EXERCISE BRIEF: In the listing below, locate the line containing "such as [1067,706]."; reproduce that line and all lines that follow it, unchanged.

- - -

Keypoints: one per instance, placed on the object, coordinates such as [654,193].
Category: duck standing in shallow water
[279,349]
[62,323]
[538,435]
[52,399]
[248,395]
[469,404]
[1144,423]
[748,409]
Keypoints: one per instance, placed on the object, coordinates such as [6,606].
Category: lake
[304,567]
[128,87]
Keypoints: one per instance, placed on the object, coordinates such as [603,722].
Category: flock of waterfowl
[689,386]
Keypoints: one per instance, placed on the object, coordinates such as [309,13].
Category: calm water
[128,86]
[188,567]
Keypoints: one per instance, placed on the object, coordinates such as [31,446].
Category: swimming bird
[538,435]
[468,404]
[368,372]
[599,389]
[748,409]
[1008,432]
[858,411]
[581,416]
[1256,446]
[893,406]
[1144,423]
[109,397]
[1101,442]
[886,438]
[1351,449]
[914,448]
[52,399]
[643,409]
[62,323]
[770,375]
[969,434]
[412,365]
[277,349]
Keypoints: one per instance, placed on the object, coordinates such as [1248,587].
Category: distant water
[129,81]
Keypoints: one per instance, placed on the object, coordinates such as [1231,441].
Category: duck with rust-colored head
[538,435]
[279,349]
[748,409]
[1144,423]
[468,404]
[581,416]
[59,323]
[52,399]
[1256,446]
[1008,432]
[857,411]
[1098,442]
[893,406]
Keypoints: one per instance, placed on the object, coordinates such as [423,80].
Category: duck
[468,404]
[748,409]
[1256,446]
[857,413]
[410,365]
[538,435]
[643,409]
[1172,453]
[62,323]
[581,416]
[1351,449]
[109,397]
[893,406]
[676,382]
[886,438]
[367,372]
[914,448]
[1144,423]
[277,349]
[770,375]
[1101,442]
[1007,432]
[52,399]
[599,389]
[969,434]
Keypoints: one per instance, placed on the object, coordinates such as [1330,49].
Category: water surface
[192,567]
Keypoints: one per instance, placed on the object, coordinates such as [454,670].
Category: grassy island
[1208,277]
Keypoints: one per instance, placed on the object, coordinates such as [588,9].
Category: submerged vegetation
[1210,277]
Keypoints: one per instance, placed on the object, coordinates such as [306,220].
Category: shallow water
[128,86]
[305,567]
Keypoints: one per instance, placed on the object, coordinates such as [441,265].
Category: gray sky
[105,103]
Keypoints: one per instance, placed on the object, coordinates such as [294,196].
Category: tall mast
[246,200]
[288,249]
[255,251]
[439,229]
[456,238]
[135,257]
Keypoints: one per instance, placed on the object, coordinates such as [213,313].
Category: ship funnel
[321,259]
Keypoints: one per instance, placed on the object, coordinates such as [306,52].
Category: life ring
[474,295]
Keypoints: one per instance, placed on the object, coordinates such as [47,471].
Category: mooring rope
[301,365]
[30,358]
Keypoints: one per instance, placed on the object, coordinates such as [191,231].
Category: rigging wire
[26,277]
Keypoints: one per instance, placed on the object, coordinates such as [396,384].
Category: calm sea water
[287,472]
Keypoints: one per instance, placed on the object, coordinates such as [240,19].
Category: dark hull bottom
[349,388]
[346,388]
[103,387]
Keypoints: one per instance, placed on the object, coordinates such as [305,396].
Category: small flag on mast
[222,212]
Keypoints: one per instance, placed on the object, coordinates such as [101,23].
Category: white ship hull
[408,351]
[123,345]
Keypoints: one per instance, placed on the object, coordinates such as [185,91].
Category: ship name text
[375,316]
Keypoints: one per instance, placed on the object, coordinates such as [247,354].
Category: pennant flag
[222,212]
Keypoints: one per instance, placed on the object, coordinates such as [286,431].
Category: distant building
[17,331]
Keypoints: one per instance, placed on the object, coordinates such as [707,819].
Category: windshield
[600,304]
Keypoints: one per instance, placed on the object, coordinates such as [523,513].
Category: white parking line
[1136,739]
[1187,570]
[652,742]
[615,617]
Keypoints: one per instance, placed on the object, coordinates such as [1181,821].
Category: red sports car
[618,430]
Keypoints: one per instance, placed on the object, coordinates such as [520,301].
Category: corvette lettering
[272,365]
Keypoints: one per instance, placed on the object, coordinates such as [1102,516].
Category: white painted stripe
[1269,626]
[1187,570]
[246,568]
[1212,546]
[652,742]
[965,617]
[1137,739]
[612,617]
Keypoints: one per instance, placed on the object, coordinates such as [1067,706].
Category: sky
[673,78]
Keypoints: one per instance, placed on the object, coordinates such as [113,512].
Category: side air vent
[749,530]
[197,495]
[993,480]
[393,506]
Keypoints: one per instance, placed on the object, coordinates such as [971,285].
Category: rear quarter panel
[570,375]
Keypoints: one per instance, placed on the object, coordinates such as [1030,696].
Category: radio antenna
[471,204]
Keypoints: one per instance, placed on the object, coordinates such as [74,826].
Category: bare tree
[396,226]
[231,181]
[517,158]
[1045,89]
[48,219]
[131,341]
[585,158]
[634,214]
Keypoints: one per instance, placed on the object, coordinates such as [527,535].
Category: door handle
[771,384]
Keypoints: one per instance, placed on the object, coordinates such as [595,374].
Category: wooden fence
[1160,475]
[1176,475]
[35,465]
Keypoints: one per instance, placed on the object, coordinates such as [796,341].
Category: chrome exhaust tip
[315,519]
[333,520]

- - -

ANSWER TO THIS TASK:
Keypoints: one per instance, placed on the object, coordinates such as [1067,706].
Category: sky
[673,78]
Keypoints: one per instance, placed on the object, coordinates such as [113,512].
Category: side air vent
[749,530]
[197,495]
[993,480]
[393,506]
Keypoints: one per instance, placed on the object, coordinates such as [971,285].
Category: rear quarter panel
[570,375]
Keypoints: one per instance, placed on the object, coordinates such as [1030,696].
Category: radio antenna
[471,204]
Keypoints: one per instance, placed on the object, coordinates such as [74,826].
Category: bare tree
[396,226]
[231,181]
[517,158]
[1045,89]
[48,219]
[131,341]
[585,158]
[634,214]
Keypoints: one per instance, placed on the object, coordinates such as [527,535].
Category: door handle
[771,384]
Keypoints: one per instance, placed on the object, coordinates such as [595,374].
Category: wooden fence
[1160,475]
[1176,475]
[35,465]
Keypoints: one per instance, placed on the object, coordinates such as [796,341].
Category: chrome exhaust tip
[315,519]
[333,520]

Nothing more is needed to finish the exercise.